__Excerpt provided__:
###

Editorial
March 28, 2017
DO NO HARM: the Hippocratic oath applies to our young doctors too

Modern medicine owes its most deeply cherished ethic to a Greek doctor, Hippocrates, who lived more than 2,000 years ago. Known as the Hippocratic oath, it binds all doctors to a simple and fundamental principle: that their first obligation in the treatment of the sick is to do no harm. Hippocrates, however, had nothing to say about a society’s obligations to its doctors.

SEARCHLIGHT’s front page story last Friday, however, highlighted that our health system currently lacks the capacity to offer internships to all of our newly minted doctors, thereby leaving some of our youngest doctors in professional and intellectual limbo, awaiting a slot in the internship programme.

For St Vincent and the Grenadines (SVG), this situation carries urgency for two reasons. First, the governments of Cuba and SVG expended hundreds of thousands of dollars to fund the medical training of these young doctors and naturally, our society deserves a reward on that investment. Second, these young doctors expended thousands of hours in training to enter the medical field and it is therefore a reasonable expectation that they would be allowed to complete this process by entering certified internship programmes.

Between the hard rock of limited internship slots and the hard place of unemployed young Vincentian doctors, we are left with a simple question: what can we do?

This dilemma that afflicts SVG is in fact a Caribbean wide problem. Indeed, in 2015, a dozen graduates from UWI medical school in Barbados threatened to sue the Barbadian government because of insufficient internship positions available to meet the needs of graduating students. A similar situation exists in Jamaica.

For SVG, solving this problem requires recognizing the limited, but real, choices available to us. The first, of course, is to increase the number of internships we offer. But this has major budgetary implications, since we would also need to increase the number of hospital beds and senior supervisory doctors, consistent with maintaining certification as an accredited internship programme.

We could also take another look at the length of our internship programme with a view to shortening it, if that could be done without compromising on quality. In SVG, our interns do two years. In Barbados and Jamaica they do one year. And other islands are equally free to set the content and duration of the internship as they choose. Here in SVG, if we follow the Barbadian and Jamaican protocols, we will double the number of interns who pass through our programme in a two-year cycle.

This may not solve the problem in its totality, and certainly not immediately. But within one year we would see meaningful change. And this allows us to establish a third platform of support for our newly graduated doctors. Every doctor knows a thing or two about biology. And they know something about chemistry too. At a time when we are perennially short of science teachers in our schools, we can do no harm in putting some of our most highly trained scientific minds in one-year stints in our classrooms. Indeed there remains a host of non-clinical work, particularly medical research with local and international organizations, that our youngest doctors can do while they await entry into an internship. Our doctors have sworn an oath to us. There is no reason why we cannot swear an oath to them.

###

Collected data:
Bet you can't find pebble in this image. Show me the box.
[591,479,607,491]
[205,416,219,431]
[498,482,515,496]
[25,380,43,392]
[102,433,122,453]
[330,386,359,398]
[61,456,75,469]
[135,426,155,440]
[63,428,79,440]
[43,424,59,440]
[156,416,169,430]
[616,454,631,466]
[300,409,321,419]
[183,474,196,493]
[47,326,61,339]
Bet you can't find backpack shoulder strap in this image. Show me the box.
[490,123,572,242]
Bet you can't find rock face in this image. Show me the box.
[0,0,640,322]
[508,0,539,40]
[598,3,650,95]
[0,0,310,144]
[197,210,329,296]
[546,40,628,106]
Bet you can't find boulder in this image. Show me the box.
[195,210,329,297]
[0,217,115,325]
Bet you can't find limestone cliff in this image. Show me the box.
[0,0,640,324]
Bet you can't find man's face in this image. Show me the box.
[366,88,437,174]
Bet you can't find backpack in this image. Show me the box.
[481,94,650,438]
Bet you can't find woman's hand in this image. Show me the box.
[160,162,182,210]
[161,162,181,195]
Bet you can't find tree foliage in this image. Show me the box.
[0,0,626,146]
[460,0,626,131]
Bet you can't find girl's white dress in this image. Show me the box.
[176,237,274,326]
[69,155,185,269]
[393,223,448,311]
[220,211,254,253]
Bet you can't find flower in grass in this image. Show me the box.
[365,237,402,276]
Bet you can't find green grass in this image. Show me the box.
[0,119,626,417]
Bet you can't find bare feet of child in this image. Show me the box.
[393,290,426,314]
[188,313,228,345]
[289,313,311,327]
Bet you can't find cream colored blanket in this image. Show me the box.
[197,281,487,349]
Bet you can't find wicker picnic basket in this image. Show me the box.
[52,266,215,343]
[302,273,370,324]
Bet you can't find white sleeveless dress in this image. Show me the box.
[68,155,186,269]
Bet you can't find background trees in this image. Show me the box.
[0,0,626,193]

###

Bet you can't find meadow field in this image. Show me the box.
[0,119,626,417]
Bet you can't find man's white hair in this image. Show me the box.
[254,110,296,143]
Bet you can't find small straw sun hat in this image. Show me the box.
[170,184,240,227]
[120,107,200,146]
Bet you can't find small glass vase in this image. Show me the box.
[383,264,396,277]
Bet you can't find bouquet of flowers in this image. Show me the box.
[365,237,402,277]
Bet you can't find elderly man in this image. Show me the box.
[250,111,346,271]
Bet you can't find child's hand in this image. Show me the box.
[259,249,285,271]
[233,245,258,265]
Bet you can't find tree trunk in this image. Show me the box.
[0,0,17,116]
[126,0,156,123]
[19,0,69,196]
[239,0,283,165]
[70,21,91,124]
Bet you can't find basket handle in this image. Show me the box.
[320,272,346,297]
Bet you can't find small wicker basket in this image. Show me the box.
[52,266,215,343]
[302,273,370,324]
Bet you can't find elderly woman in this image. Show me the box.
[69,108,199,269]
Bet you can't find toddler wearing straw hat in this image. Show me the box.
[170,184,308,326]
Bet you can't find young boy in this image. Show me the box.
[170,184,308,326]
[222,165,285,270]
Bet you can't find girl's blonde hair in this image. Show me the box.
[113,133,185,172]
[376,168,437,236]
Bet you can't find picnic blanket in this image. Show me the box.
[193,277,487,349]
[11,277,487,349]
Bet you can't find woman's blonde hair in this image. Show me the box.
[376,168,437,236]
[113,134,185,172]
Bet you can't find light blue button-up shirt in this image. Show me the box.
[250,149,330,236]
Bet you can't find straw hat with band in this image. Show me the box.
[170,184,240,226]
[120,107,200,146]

###

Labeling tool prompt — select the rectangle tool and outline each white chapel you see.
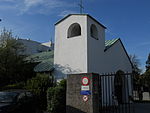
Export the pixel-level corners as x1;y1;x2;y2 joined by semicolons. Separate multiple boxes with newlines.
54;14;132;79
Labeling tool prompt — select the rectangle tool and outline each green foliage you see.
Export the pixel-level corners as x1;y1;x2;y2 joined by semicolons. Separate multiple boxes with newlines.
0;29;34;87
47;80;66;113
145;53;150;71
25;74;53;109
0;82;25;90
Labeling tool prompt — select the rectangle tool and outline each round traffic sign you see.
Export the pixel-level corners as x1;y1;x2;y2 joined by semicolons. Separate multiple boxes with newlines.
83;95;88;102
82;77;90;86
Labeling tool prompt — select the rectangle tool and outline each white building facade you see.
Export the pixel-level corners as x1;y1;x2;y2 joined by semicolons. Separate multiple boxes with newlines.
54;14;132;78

###

Answer these questions from the editorial on internships for young doctors:
(a) Which two governments paid for the medical training of the young doctors?
(b) In what year did graduates from the UWI medical school in Barbados threaten to sue the Barbadian government?
(c) How long is the internship programme in St Vincent and the Grenadines?

__Solution to this problem__:
(a) The governments of Cuba and SVG.
(b) 2015.
(c) Two years.